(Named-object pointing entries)
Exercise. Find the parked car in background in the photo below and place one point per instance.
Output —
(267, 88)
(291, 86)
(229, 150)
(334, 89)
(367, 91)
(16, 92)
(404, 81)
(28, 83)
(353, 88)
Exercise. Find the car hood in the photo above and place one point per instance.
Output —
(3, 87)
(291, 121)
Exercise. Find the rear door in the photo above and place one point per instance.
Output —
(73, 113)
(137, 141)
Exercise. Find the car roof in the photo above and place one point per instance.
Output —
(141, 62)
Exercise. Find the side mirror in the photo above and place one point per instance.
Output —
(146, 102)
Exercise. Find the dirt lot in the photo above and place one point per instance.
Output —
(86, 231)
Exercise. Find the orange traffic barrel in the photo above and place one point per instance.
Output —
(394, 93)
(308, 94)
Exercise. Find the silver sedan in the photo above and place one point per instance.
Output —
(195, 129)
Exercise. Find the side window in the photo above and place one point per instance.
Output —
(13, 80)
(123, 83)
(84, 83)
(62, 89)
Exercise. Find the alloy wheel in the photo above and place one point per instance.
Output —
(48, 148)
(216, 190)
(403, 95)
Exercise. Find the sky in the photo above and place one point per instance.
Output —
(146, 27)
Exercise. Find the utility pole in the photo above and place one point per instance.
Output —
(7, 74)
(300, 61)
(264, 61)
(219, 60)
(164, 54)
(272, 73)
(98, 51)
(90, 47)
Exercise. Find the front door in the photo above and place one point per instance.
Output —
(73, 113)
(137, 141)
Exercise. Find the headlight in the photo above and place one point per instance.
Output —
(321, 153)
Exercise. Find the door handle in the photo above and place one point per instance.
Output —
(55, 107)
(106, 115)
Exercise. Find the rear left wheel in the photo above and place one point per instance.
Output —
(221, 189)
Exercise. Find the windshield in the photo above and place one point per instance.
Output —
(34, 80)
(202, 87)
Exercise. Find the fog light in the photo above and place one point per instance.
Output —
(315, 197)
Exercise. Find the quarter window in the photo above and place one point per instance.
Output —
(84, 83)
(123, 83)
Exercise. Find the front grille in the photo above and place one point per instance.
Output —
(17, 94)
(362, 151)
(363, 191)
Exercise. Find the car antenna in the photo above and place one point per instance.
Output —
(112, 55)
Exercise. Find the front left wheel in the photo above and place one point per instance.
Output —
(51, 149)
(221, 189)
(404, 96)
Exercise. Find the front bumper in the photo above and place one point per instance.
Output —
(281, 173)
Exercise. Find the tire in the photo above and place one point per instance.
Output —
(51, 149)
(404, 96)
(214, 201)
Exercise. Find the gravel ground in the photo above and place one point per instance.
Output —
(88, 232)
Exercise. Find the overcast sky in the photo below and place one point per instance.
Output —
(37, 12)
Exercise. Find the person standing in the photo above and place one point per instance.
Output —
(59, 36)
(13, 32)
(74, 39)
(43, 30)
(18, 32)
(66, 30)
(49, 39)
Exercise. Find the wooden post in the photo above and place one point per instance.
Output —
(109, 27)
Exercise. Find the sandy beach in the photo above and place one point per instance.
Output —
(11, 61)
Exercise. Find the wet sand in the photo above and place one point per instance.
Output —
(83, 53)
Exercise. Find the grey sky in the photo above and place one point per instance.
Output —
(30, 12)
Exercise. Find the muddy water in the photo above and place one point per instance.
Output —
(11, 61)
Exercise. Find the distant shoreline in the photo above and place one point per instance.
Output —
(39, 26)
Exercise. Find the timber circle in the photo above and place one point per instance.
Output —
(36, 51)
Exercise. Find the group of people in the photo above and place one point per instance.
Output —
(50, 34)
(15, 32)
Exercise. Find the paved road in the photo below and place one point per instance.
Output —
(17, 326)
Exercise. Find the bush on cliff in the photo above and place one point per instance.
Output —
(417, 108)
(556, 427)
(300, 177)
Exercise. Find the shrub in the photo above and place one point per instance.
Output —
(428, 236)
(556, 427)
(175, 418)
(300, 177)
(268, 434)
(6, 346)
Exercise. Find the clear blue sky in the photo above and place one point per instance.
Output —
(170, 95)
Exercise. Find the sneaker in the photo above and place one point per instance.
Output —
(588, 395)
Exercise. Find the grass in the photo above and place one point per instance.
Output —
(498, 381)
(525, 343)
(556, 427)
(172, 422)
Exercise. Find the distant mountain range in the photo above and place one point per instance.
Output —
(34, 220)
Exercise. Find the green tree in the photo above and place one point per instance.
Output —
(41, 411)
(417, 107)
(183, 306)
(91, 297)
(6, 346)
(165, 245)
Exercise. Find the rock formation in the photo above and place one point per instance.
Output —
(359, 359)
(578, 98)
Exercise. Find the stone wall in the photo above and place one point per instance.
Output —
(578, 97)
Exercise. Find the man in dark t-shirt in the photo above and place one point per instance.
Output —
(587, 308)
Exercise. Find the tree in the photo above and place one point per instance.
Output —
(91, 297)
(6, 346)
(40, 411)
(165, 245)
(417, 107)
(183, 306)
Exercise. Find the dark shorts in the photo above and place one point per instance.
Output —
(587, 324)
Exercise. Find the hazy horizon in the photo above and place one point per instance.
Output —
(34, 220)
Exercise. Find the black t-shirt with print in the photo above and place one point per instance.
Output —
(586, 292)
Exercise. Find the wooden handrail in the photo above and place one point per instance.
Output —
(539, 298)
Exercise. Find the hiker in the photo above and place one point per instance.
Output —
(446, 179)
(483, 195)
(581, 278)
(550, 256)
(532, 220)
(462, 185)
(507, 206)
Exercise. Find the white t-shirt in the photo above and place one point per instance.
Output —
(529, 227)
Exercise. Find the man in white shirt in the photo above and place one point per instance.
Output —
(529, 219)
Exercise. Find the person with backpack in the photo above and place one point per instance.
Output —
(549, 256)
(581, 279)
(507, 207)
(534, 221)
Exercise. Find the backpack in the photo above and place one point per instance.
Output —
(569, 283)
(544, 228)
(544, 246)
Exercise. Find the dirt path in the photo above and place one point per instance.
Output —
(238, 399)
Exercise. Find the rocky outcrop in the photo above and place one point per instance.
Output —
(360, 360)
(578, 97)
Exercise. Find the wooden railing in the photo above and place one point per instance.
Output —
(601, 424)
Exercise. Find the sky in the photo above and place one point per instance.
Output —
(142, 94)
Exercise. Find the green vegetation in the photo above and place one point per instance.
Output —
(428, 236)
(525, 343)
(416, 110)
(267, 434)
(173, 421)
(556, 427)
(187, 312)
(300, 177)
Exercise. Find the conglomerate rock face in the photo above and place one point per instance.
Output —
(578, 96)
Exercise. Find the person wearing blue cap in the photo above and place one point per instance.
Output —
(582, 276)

TASK: Retype every one of the lines above without changing anything.

RESPONSE BELOW:
Exercise. Find the parked car in background in the photo below and place one point per instance.
Output —
(267, 88)
(291, 86)
(229, 150)
(334, 89)
(367, 91)
(16, 92)
(404, 81)
(28, 83)
(353, 88)
Exercise. Find the car hood in the photo above and place one point per instance.
Output —
(3, 87)
(291, 121)
Exercise. Find the rear door in the photo above and place one point per instance.
Output —
(73, 113)
(137, 141)
Exercise. Find the car roof in the photo above and place one point per instance.
Output —
(141, 62)
Exercise. Find the side mirror in the photo above and place one point per instance.
Output —
(146, 102)
Exercise. Find the dirt lot in the photo above and place one point per instance.
Output —
(86, 231)
Exercise. Find the orange traffic barrel in the photo above and place one point per instance.
Output —
(394, 93)
(308, 94)
Exercise. Find the silver sedan in the photo above and place one point per instance.
Output —
(195, 129)
Exercise. Find the side window in the photo above and place one point per instance.
Output —
(13, 80)
(123, 83)
(84, 83)
(62, 89)
Exercise. Find the alloy wheel in the photo above and place one point per instance.
Output —
(48, 148)
(216, 190)
(403, 95)
Exercise. Find the sky in the photo above and place one point per instance.
Output —
(146, 27)
Exercise. Find the utility pole in the photo above and place one point per instance.
Output —
(7, 74)
(300, 61)
(264, 61)
(219, 60)
(164, 54)
(272, 73)
(98, 51)
(90, 47)
Exercise. Find the front door in the photo above and place one point per instance.
Output —
(73, 113)
(137, 141)
Exercise. Find the headlight in the photo above and place one point per instance.
Output —
(321, 153)
Exercise. Find the door handle in the photo above and place one point per instance.
Output —
(55, 107)
(106, 115)
Exercise. Find the rear left wheel in the photo above and place one point per instance.
Output —
(221, 189)
Exercise. Find the windshield in the photo above and place one point per instance.
Output —
(34, 80)
(202, 87)
Exercise. Find the fog light in the photo above and place one point per instance.
Output —
(315, 197)
Exercise. Find the quarter window in the photo above and place one point per instance.
Output —
(84, 83)
(123, 83)
Exercise. Find the front grille in the photo above and place one point per instance.
Output —
(17, 94)
(362, 151)
(363, 191)
Exercise. Find the car antenna in the photo above and place one point per instance.
Output —
(112, 55)
Exercise. Find the front left wheel in the photo above and place one point per instance.
Output —
(51, 149)
(221, 189)
(404, 96)
Exercise. Find the front bumper in the photo above and place one point per instance.
Output —
(281, 173)
Exercise. Find the tire in the photo above and place one point per instance.
Output —
(51, 149)
(404, 96)
(214, 201)
Exercise. Find the gravel ground in the photo above and place one point per instance.
Output —
(88, 232)
Exercise. Find the overcast sky in the photo below and place one point per instance.
Output —
(37, 12)
Exercise. Find the person standing in the photo above and place one point per instance.
Output —
(59, 36)
(13, 32)
(74, 39)
(43, 30)
(18, 32)
(66, 30)
(49, 39)
Exercise. Find the wooden post in the photo above and place one point per instance.
Output —
(109, 27)
Exercise. Find the sandy beach in the photo above and place one point per instance.
Output —
(11, 61)
Exercise. Find the wet sand in the photo above and place one point per instance.
Output —
(83, 53)
Exercise. Find the grey sky in the photo above and place one point per instance.
Output —
(30, 12)
Exercise. Find the muddy water in the photo above and place one point per instance.
Output —
(11, 61)
Exercise. Find the distant shoreline in the photo above and place one point per instance.
Output —
(39, 26)
Exercise. Find the timber circle in the photo above and place one point per instance.
Output —
(36, 51)
Exercise. Find the group of people in the photo above and place one point per instance.
Output —
(50, 34)
(15, 32)
Exercise. Find the paved road in the photo below and place one point per instance.
Output —
(17, 326)
Exercise. Find the bush on cliff in the photo above and place one point per instance.
Output —
(417, 108)
(556, 427)
(300, 177)
Exercise. Find the shrub in the photo above and place one point per instance.
Output —
(428, 236)
(556, 427)
(175, 418)
(300, 177)
(268, 434)
(6, 346)
Exercise. Find the clear blue sky in the photo above and place one point per instance.
Output —
(170, 95)
Exercise. Find the sneaker in the photo above and place one point per instance.
Output —
(588, 395)
Exercise. Find the grass in the photo above and place one point per instance.
Output —
(498, 381)
(525, 343)
(556, 427)
(172, 422)
Exercise. Find the distant mountain range in the photo above and place one point per instance.
Output —
(34, 220)
Exercise. Find the green tree in the photo above and place one point per instance.
Output —
(41, 411)
(417, 107)
(183, 306)
(91, 297)
(6, 346)
(165, 245)
Exercise. Find the rock formation in the photo above and place one point per instance.
Output —
(359, 359)
(578, 98)
Exercise. Find the stone wall in the photo above and place one point per instance.
Output —
(578, 97)
Exercise. Find the man in dark t-shirt in the photo above and place one point per instance.
Output —
(587, 308)
Exercise. Find the tree in the photo above and place one point per instance.
Output —
(91, 297)
(6, 346)
(40, 411)
(165, 245)
(417, 107)
(183, 306)
Exercise. Find the dark shorts in the photo above and place one point per instance.
Output —
(587, 324)
Exercise. Find the hazy horizon in the photo above and place one point per instance.
Output —
(34, 220)
Exercise. Find the black t-shirt with print in the photo above and place one point per instance.
Output —
(586, 292)
Exercise. Find the wooden handrail in the photo above and place one point per instance.
Output —
(539, 298)
Exercise. Find the hiker in the photo above and place one point per instance.
Output —
(446, 179)
(483, 195)
(581, 278)
(550, 256)
(532, 220)
(462, 185)
(507, 206)
Exercise. Find the white t-shirt in the photo above and place one point per instance.
Output —
(529, 227)
Exercise. Find the man in white shirt in the photo above and place one point per instance.
Output —
(529, 219)
Exercise. Find the person with backpack in the photo above and place one point per instance.
Output —
(549, 256)
(581, 279)
(507, 207)
(534, 221)
Exercise. Find the backpack in the photo above and place one point per instance.
Output —
(569, 283)
(544, 228)
(544, 246)
Exercise. Find the dirt path in the photo above and place one point per instance.
Output —
(238, 399)
Exercise. Find the rocky outcrop in the photo above and place one point per instance.
Output —
(360, 360)
(578, 97)
Exercise. Find the wooden railing in the photo above and place one point per instance.
Output —
(601, 424)
Exercise. Find the sky in the photo above and place one point per instance.
Output —
(142, 94)
Exercise. Find the green vegetation in the photo above and place one point per instance.
Output —
(428, 236)
(525, 343)
(416, 110)
(267, 434)
(173, 421)
(556, 427)
(187, 312)
(300, 177)
Exercise. Find the conglomerate rock face in the photo above and place one point per instance.
Output —
(578, 96)
Exercise. Find the person wearing blue cap in the photo above and place one point per instance.
Output —
(582, 276)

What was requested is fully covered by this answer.